(Dataset entries)
--------------------

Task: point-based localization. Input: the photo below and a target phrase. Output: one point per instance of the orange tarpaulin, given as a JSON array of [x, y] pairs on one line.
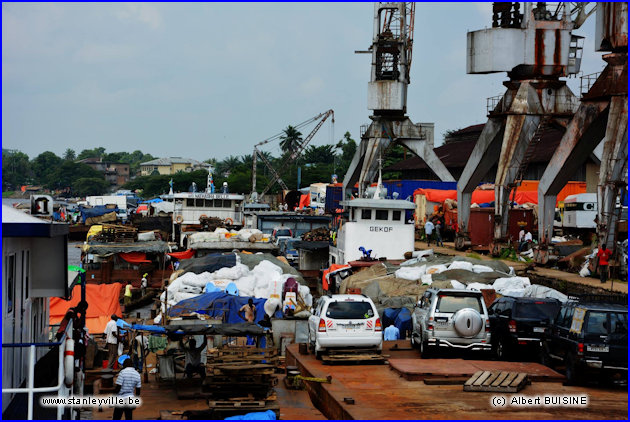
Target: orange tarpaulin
[[102, 299], [134, 257], [183, 255]]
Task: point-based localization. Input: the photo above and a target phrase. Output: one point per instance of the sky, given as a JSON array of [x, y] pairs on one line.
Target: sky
[[209, 80]]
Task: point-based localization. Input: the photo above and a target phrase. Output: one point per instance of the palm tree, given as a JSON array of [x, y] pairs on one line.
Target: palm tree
[[291, 139]]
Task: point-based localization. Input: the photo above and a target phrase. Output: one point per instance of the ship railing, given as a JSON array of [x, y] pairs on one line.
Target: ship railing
[[30, 388]]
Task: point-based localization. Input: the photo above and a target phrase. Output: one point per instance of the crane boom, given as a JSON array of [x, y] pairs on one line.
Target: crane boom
[[293, 156]]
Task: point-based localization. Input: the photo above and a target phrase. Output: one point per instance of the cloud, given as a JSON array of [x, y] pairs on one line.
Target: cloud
[[102, 53], [311, 86], [144, 13]]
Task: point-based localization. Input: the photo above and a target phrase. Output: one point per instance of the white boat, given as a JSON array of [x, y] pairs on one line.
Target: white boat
[[372, 224]]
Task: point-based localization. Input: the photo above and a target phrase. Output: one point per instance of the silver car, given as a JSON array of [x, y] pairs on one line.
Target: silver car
[[450, 318]]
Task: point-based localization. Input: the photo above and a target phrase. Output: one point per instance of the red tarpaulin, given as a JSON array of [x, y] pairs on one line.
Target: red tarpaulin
[[134, 257], [102, 299], [183, 255]]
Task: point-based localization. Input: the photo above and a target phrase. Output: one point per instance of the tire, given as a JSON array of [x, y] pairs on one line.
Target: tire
[[425, 351]]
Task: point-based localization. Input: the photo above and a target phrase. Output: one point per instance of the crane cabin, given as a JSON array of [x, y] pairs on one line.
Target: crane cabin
[[372, 224]]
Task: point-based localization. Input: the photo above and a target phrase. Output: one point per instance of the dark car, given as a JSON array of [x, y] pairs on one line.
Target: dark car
[[589, 339], [519, 323]]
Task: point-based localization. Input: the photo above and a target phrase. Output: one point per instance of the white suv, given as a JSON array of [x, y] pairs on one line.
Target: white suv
[[345, 321]]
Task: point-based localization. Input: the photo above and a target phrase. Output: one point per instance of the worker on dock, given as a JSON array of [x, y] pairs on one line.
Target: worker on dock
[[111, 335], [193, 358], [128, 380], [128, 294], [603, 255]]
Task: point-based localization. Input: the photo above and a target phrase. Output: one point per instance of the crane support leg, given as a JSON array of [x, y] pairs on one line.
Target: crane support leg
[[612, 174], [482, 158], [583, 134], [519, 132]]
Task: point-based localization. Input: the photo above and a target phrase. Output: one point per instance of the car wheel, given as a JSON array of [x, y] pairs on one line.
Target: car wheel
[[573, 378], [425, 352], [500, 350]]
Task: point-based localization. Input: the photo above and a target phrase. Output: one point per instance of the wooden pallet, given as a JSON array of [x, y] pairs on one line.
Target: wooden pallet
[[497, 381], [354, 359]]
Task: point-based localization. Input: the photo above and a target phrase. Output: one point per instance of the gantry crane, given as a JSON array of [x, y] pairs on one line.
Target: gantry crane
[[391, 51], [275, 175]]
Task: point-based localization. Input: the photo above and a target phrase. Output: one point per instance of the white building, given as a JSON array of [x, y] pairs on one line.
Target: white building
[[34, 268]]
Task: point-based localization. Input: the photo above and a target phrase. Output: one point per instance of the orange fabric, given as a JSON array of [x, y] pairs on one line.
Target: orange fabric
[[134, 257], [102, 299], [527, 192], [330, 269]]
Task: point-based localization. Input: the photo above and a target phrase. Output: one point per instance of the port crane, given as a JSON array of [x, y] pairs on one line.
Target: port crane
[[391, 51], [286, 163]]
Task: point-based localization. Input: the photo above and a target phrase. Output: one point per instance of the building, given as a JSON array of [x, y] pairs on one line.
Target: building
[[459, 145], [117, 174], [34, 269], [172, 165]]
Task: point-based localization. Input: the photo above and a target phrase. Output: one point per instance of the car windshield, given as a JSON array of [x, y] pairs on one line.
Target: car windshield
[[597, 323], [350, 310], [536, 310], [452, 304]]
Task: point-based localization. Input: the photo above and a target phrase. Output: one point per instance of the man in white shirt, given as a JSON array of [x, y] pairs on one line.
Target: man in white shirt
[[111, 335], [128, 380], [428, 230]]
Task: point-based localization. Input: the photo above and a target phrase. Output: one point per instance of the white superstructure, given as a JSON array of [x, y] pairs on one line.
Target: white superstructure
[[376, 224]]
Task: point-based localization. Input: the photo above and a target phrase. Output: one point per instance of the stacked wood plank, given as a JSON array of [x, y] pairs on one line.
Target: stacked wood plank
[[497, 381]]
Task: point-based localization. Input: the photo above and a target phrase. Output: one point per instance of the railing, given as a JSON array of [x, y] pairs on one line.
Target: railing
[[492, 102], [30, 380], [587, 81]]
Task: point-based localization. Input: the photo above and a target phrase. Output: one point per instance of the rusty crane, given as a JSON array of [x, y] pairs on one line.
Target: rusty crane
[[391, 51]]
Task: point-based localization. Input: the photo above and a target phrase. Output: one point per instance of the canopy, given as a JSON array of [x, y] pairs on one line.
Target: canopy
[[102, 299], [135, 257], [218, 304], [183, 255]]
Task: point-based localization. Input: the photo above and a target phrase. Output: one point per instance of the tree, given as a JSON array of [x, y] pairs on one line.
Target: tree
[[44, 166], [290, 140], [87, 186], [69, 155], [16, 169]]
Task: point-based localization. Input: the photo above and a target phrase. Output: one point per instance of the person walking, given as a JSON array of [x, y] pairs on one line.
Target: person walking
[[111, 337], [428, 231], [128, 294], [603, 254], [144, 283], [127, 382]]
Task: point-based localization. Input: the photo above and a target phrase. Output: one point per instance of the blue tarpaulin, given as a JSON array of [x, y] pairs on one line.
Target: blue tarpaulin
[[217, 304], [96, 211]]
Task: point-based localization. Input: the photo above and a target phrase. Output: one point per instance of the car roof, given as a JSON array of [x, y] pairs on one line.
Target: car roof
[[345, 297], [593, 306]]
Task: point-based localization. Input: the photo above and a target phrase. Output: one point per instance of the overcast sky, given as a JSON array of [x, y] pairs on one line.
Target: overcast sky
[[210, 80]]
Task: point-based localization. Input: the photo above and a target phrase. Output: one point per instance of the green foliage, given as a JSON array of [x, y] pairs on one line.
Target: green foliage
[[70, 154], [291, 139], [16, 170]]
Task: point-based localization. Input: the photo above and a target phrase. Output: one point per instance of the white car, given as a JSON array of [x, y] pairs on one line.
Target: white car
[[345, 321]]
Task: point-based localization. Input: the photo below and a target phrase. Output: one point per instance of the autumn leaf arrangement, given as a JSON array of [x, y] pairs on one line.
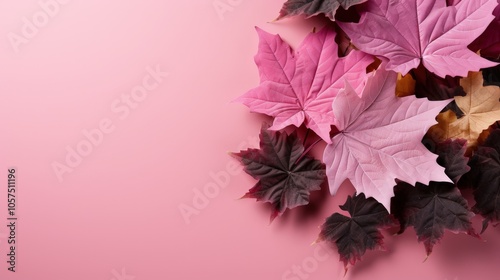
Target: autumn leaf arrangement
[[406, 96]]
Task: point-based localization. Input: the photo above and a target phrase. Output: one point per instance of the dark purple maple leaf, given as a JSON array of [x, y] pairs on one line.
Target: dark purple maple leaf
[[429, 85], [311, 8], [354, 235], [430, 210], [485, 172], [489, 42], [491, 76], [451, 155], [286, 175]]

--------------------

INSTRUCTIONS TO FOLLOW: The string "below" may appear in the lines of the records above. State how many lines contain it, with no other words.

TASK RESPONSE: 2